Transcribe exactly the lines from the one holding "Teacher note: indicate the small" to the end of the data below, including both of those lines and no others.

# START OF SUPPLIED MATERIAL

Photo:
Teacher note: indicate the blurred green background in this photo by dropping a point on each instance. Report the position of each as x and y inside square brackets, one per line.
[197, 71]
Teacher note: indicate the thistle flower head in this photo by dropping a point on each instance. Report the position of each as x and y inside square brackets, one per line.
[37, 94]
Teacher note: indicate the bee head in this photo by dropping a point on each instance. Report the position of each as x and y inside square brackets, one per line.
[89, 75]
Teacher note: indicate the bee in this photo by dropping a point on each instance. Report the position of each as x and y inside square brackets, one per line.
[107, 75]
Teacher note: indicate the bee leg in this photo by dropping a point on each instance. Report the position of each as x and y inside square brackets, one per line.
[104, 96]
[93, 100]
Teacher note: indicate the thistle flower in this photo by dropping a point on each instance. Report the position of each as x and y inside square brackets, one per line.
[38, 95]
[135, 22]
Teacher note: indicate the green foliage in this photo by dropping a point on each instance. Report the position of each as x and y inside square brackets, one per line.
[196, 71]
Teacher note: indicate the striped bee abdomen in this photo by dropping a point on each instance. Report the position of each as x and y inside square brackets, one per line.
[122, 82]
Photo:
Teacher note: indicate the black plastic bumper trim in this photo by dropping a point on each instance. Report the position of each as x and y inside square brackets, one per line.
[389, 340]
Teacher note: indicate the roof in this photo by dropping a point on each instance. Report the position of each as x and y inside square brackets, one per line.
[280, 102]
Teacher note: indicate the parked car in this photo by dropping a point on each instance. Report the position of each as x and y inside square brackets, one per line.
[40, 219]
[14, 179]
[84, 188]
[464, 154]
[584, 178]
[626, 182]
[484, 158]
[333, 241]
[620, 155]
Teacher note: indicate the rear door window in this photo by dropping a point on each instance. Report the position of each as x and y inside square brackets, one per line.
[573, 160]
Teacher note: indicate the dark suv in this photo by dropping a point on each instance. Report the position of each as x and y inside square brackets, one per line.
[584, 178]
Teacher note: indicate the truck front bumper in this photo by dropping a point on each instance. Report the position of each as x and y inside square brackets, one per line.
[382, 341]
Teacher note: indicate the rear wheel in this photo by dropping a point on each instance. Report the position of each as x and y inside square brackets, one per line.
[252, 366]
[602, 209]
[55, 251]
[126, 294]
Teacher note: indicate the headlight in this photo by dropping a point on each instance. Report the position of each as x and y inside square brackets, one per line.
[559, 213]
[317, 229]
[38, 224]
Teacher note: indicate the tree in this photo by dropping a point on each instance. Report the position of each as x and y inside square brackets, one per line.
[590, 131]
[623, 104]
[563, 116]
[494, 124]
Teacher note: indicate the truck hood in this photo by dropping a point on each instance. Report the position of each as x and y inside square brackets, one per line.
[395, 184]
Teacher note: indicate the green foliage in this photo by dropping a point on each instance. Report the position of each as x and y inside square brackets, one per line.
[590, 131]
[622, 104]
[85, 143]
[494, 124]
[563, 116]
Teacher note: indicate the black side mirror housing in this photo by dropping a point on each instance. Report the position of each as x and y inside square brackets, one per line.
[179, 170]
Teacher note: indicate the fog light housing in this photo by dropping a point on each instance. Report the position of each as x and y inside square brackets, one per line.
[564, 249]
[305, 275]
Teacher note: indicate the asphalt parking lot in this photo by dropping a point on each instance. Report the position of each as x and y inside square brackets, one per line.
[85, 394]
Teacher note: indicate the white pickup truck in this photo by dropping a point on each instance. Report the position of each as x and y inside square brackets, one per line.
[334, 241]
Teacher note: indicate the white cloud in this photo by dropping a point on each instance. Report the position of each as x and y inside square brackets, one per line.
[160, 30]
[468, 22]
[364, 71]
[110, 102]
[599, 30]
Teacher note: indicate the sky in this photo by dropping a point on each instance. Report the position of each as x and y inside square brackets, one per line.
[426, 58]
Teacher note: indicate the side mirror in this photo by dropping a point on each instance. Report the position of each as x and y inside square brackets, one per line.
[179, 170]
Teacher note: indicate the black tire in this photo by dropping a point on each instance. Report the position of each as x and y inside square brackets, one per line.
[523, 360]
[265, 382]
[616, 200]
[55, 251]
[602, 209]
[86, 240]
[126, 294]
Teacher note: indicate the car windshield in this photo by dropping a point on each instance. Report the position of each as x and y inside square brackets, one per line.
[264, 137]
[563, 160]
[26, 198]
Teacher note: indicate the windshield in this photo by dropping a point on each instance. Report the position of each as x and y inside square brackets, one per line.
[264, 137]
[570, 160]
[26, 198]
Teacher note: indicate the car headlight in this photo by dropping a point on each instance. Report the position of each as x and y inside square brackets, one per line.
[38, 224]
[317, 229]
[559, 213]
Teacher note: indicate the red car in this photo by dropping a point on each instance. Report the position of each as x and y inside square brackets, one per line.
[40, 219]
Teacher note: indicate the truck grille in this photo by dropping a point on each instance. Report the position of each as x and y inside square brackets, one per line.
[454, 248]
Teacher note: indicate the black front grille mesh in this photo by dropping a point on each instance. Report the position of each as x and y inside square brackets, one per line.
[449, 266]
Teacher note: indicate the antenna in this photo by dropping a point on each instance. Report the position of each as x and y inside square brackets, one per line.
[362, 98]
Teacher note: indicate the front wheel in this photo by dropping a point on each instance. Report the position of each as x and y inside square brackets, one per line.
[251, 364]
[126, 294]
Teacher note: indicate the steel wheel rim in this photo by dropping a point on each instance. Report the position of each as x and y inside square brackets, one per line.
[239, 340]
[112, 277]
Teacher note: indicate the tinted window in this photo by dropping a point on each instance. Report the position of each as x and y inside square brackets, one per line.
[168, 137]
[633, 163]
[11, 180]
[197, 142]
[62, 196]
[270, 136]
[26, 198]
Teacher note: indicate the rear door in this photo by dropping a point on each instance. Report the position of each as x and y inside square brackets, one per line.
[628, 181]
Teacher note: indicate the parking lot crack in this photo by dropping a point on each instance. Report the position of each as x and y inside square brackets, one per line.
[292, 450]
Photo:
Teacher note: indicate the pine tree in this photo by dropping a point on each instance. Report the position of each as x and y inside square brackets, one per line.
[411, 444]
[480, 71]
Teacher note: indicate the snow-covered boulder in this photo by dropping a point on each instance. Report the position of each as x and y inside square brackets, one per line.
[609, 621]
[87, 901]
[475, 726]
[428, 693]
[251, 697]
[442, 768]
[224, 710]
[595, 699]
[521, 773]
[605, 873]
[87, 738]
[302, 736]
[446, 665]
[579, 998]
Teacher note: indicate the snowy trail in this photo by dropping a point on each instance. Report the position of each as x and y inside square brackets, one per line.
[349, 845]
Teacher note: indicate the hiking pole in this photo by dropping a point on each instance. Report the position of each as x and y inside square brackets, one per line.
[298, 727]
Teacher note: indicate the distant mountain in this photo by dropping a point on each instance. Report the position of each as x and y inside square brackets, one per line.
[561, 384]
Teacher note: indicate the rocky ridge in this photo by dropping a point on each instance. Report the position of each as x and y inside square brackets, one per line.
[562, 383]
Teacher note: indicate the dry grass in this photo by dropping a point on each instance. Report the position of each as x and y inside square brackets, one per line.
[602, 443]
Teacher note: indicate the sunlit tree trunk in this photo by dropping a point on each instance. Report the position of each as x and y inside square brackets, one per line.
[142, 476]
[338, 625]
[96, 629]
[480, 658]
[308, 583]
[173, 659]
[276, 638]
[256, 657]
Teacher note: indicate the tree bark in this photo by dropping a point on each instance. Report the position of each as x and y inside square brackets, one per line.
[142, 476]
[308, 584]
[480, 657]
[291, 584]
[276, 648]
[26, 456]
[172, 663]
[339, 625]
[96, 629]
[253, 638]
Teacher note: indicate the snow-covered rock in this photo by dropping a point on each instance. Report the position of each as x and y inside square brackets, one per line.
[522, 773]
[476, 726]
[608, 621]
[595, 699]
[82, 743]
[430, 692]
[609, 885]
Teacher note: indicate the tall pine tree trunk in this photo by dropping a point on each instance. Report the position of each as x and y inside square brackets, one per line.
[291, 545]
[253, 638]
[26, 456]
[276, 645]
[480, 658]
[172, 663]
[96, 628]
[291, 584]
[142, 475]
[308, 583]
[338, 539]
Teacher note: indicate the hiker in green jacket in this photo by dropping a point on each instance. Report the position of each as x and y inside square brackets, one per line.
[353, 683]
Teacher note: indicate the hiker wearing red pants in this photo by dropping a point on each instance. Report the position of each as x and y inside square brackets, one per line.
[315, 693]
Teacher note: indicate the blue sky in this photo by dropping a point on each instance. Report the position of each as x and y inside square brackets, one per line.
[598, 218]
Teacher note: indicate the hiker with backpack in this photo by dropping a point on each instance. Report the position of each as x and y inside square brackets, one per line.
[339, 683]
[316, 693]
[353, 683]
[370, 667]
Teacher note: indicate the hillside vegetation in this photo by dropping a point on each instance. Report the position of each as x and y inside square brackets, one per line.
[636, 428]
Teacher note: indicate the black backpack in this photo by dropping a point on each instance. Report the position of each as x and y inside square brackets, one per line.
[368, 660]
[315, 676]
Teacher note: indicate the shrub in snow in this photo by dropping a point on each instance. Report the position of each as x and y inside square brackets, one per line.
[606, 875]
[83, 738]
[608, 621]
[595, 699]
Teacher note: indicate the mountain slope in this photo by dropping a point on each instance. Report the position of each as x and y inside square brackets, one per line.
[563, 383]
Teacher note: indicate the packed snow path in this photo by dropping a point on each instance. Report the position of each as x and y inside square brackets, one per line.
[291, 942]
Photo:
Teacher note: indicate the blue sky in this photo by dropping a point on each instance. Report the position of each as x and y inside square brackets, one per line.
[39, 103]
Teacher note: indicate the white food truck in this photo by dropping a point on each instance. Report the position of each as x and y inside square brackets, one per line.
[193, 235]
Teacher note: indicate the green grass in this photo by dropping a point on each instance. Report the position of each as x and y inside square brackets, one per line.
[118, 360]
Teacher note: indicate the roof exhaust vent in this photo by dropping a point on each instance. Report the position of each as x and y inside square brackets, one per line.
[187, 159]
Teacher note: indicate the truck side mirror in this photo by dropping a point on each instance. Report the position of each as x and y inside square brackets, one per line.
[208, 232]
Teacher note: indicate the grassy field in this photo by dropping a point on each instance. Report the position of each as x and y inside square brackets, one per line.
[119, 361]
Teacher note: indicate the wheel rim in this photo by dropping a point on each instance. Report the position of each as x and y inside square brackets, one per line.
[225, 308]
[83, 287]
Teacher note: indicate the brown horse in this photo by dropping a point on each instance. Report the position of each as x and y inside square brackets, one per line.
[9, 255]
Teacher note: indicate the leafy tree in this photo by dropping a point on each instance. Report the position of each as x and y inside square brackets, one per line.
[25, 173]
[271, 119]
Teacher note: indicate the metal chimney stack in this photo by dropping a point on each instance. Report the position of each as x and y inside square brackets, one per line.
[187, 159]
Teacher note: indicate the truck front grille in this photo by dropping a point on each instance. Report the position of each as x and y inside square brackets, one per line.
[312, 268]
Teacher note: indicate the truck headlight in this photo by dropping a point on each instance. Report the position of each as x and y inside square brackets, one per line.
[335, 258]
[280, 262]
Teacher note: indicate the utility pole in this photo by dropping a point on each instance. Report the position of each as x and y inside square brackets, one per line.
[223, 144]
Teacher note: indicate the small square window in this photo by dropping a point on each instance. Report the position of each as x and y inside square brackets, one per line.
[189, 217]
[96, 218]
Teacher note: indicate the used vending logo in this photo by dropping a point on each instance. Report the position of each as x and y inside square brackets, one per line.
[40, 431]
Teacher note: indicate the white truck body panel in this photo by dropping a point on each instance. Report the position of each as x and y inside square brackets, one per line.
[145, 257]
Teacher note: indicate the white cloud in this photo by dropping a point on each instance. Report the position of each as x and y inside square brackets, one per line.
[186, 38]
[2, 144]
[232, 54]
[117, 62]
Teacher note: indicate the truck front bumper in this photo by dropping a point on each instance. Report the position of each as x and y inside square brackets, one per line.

# END OF SUPPLIED MATERIAL

> **COMPLETED TASK**:
Teacher note: indicate the small square window in this photo by dropping a point on each instance. Report the position of each as x and y inside square brackets, one per line.
[189, 217]
[96, 218]
Teacher note: indicate the used vending logo in this photo by dropping a point on each instance. Report the position of each as x and y inside square brackets, one per line.
[40, 431]
Teacher note: indicate the white truck body panel in this photo by dropping a point on each instance. Report the position of each as x and y inside square brackets, one per line.
[145, 257]
Teacher note: indicate the white cloud in this photo by dropping a point on each instance. Report the position of each as x and y inside square brackets, one per line.
[186, 38]
[2, 144]
[232, 54]
[117, 62]
Teacher note: indicate the truck front bumper in this photo by dropping a point on each instance. Report the position of each as x and y inside square brackets, one per line.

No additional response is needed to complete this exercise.